[Given text]:

#####

Chesapeake Utilities Corporation 2009 Form 10-K     Page 55

 

 


Table of Contents

Off-Balance Sheet Arrangements
We have issued corporate guarantees to certain vendors of our subsidiaries, primarily the propane wholesale marketing subsidiary and the natural gas marketing subsidiary. These corporate guarantees provide for the payment of propane and natural gas purchases in the event of the respective subsidiary’s default. None of these subsidiaries has ever defaulted on its obligations to pay its suppliers. The liabilities for these purchases are recorded in the Consolidated Financial Statements when incurred. The aggregate amount guaranteed at December 31, 2009 was $22.7 million, with the guarantees expiring on various dates in 2010.
In addition to the corporate guarantees, we have issued a letter of credit to our primary insurance company for $725,000, which expires on August 31, 2010. The letter of credit is provided as security to satisfy the deductibles under our various insurance policies. There have been no draws on this letter of credit as of December 31, 2009.
(f) Rate Filings and Other Regulatory Activities
Our natural gas distribution operations in Delaware, Maryland and Florida and electric distribution operation in Florida are subject to regulation by their respective PSC; ESNG is subject to regulation by the FERC; and PIPECO is subject to regulation by the Florida PSC. At December 31, 2009, Chesapeake was involved in rate filings and/or regulatory matters in each of the jurisdictions in which it operates. Each of these rate filings or regulatory matters is fully described in Item 8 under the heading “Notes to the Consolidated Financial Statements – Note P, Other Commitments and Contingencies.”
(g) Environmental Matters
We continue to work with federal and state environmental agencies to assess the environmental impact and explore corrective action at seven environmental sites (see Item 8 under the heading “Notes to the Consolidated Financial Statements – Note O, Environmental Commitments and Contingencies” for further detail on each site). We believe that future costs associated with these sites will be recoverable in rates or through sharing arrangements with, or contributions by, other responsible parties.
(h) Market Risk
Market risk represents the potential loss arising from adverse changes in market rates and prices. Long-term debt is subject to potential losses based on changes in interest rates. Our long-term debt consists of fixed-rate senior notes, secured debt and convertible debentures (see Item 8 under the heading “Notes to the Consolidated Financial Statements — Note J, Long-term Debt” for annual maturities of consolidated long-term debt). All of our long-term debt is fixed-rate debt and was not entered into for trading purposes. The carrying value of long-term debt, including current maturities, was $134.1 million at December 31, 2009, as compared to a fair value of $145.5 million, based on a discounted cash flow methodology that incorporates a market interest rate that is based on published corporate borrowing rates for debt instruments with similar terms and average maturities with adjustments for duration, optionality, credit risk, and risk profile. We evaluate whether to refinance existing debt or permanently refinance existing short-term borrowing, based in part on the fluctuation in interest rates.

#####

[Source data]:
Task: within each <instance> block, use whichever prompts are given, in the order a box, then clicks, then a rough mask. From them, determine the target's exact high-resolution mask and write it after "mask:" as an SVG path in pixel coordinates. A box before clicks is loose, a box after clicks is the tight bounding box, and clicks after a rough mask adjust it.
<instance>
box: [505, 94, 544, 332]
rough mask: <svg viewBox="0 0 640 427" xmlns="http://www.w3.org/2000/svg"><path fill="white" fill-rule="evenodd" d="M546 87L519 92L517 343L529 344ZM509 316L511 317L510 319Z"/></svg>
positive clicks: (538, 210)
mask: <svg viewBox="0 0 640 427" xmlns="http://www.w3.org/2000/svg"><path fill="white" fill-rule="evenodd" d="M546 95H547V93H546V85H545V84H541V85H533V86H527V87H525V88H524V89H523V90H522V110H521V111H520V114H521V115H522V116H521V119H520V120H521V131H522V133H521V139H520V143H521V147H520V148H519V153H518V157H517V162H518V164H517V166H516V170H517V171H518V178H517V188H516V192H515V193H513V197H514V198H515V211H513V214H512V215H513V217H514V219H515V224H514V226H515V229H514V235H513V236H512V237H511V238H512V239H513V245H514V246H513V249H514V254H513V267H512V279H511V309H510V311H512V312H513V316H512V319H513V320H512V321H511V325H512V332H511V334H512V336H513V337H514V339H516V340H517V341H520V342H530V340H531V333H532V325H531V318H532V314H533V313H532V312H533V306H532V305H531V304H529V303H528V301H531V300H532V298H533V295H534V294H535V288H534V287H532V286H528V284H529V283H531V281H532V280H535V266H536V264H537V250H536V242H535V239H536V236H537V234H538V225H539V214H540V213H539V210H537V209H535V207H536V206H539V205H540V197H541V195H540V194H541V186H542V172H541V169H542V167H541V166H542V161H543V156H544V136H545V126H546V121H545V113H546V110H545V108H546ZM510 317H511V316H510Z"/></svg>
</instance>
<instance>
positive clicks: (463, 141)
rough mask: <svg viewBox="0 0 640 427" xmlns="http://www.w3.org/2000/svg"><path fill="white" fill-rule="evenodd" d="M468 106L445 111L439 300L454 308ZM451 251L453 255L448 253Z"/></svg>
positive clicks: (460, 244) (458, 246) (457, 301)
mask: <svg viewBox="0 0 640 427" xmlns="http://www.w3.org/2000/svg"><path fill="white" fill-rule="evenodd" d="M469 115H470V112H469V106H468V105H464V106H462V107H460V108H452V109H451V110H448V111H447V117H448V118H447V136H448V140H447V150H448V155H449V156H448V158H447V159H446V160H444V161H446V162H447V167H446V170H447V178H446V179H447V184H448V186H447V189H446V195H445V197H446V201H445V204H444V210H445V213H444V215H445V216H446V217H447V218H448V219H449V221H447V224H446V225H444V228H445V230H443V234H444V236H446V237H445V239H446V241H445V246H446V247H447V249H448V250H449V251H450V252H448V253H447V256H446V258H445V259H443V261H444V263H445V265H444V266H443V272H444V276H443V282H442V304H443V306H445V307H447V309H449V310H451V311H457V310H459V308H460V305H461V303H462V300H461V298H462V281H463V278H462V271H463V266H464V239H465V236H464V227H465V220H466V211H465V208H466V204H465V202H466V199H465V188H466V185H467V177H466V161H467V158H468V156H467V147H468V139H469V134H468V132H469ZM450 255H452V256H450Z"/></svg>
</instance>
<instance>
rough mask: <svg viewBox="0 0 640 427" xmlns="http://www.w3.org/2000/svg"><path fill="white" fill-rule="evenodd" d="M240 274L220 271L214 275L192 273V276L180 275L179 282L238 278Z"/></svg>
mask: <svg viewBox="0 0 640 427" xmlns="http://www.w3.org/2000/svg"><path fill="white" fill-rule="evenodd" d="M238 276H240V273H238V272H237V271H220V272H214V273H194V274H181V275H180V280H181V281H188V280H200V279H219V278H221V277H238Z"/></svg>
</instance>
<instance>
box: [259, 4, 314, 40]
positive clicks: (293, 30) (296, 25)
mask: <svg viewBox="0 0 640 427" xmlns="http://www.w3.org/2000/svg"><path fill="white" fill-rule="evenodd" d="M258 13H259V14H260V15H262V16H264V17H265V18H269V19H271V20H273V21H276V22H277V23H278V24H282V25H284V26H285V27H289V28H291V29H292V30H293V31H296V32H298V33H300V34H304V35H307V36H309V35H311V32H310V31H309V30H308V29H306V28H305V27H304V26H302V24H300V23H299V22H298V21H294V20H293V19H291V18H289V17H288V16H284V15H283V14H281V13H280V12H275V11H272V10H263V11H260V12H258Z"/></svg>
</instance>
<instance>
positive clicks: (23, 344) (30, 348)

#####

[Things to do]:
a – Based on the Chesapeake Utilities 10-K excerpt, does each statement agree with the text? Answer yes or no for each and quote the deciding words. (i) The letter of credit to the primary insurance company is for $725,000 and expires on August 31, 2010. (ii) Part of the company's long-term debt carries a variable interest rate. (iii) The propane wholesale marketing subsidiary has previously defaulted on payments to its suppliers.
b – Extend the Chesapeake Utilities 10-K excerpt past its final sentence in the same technical register.
The listing above comes from a separate source.

[Results of the exercise]:
a –
(i) Yes: "we have issued a letter of credit to our primary insurance company for $725,000, which expires on August 31, 2010."
(ii) No: "All of our long-term debt is fixed-rate debt and was not entered into for trading purposes."
(iii) No: "None of these subsidiaries has ever defaulted on its obligations to pay its suppliers."

b –
Our propane distribution business is exposed to market risk as a result of propane storage activities and entering into fixed price contracts for supply. We can store up to approximately four million gallons (including leased storage and rail cars) of propane during the winter season to meet our customers’ peak requirements and to serve metered customers. Decreases in the wholesale price of propane may cause the value of stored propane to decline. To mitigate the impact of price fluctuations, we have adopted a Risk Management Policy that allows the propane distribution operation to enter into fair value hedges or other economic hedges of our inventory.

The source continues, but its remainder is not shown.